* [EXERCISE BRIEF]:
Please print the passage of the text on the indexer mind from "After three-plus years" to "be coming from?).", word for word.

* [TEXT FOR ANALYSIS]:
- - - - - - -

Folks often ask, after the initial “Someone actually creates the index that goes in the back of a book?”: “How do you go about figuring that out?”
Or someone who’s thinking about being an indexer will wonder if the career field is a good match for them. This is an important question because there’s a certain mindset and way of processing information that seems to be unique to this task, and although indexing is definitely teachable, there is also a sense of “you either have it or you don’t.”
So, what are the qualities that constitute an indexer mind?
I’ve been making book indexes, as well as participating in other human-generated indexing activities (simple standard vocabularies and app taxonomies) since 1995. And I started indexing with my parents’ National Geographics when I was eleven years old. So, one could say I was a “born indexer.” Who else would derive pleasure out of such a task, you might ask? 😉
One general observation I’ve made about indexers: most of the ones I know are introverts, although there are a number of weird extroverts like me in the mix. 😉 Many start out as librarians (but not all; I didn’t). Most of us do love to read, but we’re not all generalists. I index a lot of scholarly books, but some of my colleagues wouldn’t touch this material with a hundred-foot pole. They specialize in technical documentation, cookbooks, medical journals, legal documents. If one does have a good mindset for indexing, there are many niches to carve out a workspace in.
After three-plus years as the exam administrator for the American Society for Indexing‘s Training in Indexing Course, I’ve definitely seen among the students some common attributes that go with a good indexer mind, and many that do not. One has to be a bit “anal”; following specifications carefully and paying close attention to detail are both really important in pleasing clients, and many of our students have trouble with this. Also, on the opposite end of mental activity, one has to be able to see the forest for the trees and use the trees judiciously. Pattern recognition, and more importantly, semantic relationship recognition are important in the quality of the index (are appropriate synonyms dealt with? Where’s the audience likely to be coming from?).

- - - - - - -

* [DATA EXTRACTS]:
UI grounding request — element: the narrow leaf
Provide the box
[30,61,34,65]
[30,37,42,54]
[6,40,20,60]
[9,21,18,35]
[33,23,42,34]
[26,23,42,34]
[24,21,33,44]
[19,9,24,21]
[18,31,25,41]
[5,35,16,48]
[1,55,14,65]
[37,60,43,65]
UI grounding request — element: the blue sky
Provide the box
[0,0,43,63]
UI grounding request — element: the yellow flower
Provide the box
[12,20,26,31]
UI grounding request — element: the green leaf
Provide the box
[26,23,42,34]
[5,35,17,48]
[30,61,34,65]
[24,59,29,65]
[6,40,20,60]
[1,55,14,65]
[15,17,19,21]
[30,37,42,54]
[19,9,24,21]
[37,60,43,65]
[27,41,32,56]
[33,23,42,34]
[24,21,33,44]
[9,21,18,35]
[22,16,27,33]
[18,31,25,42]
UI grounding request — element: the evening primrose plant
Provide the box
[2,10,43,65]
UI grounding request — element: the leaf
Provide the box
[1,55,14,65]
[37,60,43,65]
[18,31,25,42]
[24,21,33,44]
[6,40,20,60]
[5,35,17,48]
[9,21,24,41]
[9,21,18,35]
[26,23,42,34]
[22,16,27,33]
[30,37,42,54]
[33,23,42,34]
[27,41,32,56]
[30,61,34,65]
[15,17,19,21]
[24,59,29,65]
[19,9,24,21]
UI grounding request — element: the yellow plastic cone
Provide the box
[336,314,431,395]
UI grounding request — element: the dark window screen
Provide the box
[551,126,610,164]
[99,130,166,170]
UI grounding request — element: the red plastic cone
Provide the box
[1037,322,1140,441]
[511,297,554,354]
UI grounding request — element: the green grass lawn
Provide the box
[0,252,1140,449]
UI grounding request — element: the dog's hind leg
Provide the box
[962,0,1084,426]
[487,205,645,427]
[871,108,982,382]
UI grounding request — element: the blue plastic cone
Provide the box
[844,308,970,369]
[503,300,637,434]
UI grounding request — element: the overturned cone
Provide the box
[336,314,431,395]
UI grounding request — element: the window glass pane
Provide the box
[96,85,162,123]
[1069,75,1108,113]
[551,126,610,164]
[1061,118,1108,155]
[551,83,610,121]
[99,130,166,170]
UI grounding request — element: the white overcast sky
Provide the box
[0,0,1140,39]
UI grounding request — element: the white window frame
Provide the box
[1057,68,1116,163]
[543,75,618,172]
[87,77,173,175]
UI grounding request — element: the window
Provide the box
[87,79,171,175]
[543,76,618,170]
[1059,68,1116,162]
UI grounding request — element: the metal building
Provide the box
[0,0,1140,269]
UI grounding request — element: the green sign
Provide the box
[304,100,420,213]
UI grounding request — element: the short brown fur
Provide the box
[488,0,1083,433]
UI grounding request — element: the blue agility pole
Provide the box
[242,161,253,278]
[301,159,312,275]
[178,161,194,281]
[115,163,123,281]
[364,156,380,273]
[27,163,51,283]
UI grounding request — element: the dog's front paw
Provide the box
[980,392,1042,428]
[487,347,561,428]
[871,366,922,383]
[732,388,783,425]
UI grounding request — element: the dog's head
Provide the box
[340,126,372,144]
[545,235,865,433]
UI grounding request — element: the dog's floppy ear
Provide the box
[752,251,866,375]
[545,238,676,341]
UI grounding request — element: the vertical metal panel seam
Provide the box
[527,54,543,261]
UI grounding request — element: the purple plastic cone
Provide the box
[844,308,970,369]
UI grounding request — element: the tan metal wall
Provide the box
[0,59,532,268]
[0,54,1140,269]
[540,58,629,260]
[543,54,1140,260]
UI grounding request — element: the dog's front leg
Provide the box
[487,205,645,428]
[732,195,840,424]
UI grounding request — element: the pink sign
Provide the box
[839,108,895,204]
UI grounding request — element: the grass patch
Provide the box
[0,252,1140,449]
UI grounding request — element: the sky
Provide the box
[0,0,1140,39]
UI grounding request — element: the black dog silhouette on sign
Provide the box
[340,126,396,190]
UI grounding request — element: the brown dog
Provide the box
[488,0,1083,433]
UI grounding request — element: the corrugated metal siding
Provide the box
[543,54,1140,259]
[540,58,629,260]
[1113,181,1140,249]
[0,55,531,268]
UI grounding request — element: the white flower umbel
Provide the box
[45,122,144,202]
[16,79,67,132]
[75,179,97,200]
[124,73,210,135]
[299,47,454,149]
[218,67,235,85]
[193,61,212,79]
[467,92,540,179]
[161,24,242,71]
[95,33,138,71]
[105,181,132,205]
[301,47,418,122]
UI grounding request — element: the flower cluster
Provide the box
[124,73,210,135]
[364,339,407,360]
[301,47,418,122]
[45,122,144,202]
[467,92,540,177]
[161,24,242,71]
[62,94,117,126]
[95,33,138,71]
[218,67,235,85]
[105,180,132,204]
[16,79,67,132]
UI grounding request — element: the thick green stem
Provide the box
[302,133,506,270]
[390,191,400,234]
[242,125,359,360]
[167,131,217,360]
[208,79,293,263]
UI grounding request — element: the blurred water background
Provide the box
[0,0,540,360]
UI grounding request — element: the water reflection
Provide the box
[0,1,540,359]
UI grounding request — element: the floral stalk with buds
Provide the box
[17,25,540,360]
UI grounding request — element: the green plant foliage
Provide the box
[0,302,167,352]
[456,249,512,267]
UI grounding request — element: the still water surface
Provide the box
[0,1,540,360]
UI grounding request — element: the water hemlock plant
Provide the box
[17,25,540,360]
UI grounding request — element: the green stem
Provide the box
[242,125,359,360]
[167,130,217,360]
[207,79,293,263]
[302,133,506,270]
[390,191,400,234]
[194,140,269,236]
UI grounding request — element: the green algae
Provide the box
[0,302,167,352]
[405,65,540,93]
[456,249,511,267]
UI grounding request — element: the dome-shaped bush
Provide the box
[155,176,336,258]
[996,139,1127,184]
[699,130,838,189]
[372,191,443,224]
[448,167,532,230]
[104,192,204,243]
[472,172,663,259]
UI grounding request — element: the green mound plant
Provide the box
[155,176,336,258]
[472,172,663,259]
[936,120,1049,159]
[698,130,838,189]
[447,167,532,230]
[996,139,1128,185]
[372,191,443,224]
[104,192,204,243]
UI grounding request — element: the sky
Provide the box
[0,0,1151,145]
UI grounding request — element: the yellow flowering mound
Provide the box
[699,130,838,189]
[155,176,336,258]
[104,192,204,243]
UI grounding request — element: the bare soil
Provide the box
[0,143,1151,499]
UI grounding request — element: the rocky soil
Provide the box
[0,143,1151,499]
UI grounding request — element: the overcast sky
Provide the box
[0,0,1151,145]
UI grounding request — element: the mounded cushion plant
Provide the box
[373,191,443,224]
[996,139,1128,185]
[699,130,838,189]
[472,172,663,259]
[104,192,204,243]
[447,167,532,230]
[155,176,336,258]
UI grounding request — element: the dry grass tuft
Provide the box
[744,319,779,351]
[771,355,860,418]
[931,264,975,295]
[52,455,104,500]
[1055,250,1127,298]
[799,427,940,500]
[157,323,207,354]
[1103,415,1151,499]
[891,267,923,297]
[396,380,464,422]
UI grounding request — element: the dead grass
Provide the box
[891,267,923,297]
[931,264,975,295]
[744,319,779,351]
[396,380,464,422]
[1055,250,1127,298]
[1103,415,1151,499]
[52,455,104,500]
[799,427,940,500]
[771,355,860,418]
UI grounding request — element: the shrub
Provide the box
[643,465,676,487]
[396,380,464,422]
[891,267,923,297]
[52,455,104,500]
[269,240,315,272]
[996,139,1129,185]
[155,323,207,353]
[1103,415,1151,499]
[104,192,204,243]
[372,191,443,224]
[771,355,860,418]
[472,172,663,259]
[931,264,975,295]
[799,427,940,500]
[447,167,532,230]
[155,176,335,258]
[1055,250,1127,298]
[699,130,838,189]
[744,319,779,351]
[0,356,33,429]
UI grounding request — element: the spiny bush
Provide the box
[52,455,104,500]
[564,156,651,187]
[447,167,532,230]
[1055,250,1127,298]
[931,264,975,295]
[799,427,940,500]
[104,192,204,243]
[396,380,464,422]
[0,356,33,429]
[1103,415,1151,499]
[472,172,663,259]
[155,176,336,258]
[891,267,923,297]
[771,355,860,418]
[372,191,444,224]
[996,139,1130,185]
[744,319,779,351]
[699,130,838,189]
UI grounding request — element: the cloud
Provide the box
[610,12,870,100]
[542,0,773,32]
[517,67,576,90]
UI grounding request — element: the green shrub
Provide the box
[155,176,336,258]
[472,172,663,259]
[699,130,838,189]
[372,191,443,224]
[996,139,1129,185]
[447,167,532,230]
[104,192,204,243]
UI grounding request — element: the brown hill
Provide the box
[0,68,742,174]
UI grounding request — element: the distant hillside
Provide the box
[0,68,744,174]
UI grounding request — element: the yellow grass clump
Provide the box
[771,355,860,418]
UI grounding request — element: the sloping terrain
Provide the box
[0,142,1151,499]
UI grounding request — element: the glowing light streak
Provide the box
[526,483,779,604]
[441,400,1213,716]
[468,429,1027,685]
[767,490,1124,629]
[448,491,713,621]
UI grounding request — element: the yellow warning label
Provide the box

- - - - - - -

* [TASK RESULT]:
After three-plus years as the exam administrator for the American Society for Indexing‘s Training in Indexing Course, I’ve definitely seen among the students some common attributes that go with a good indexer mind, and many that do not. One has to be a bit “anal”; following specifications carefully and paying close attention to detail are both really important in pleasing clients, and many of our students have trouble with this. Also, on the opposite end of mental activity, one has to be able to see the forest for the trees and use the trees judiciously. Pattern recognition, and more importantly, semantic relationship recognition are important in the quality of the index (are appropriate synonyms dealt with? Where’s the audience likely to be coming from?).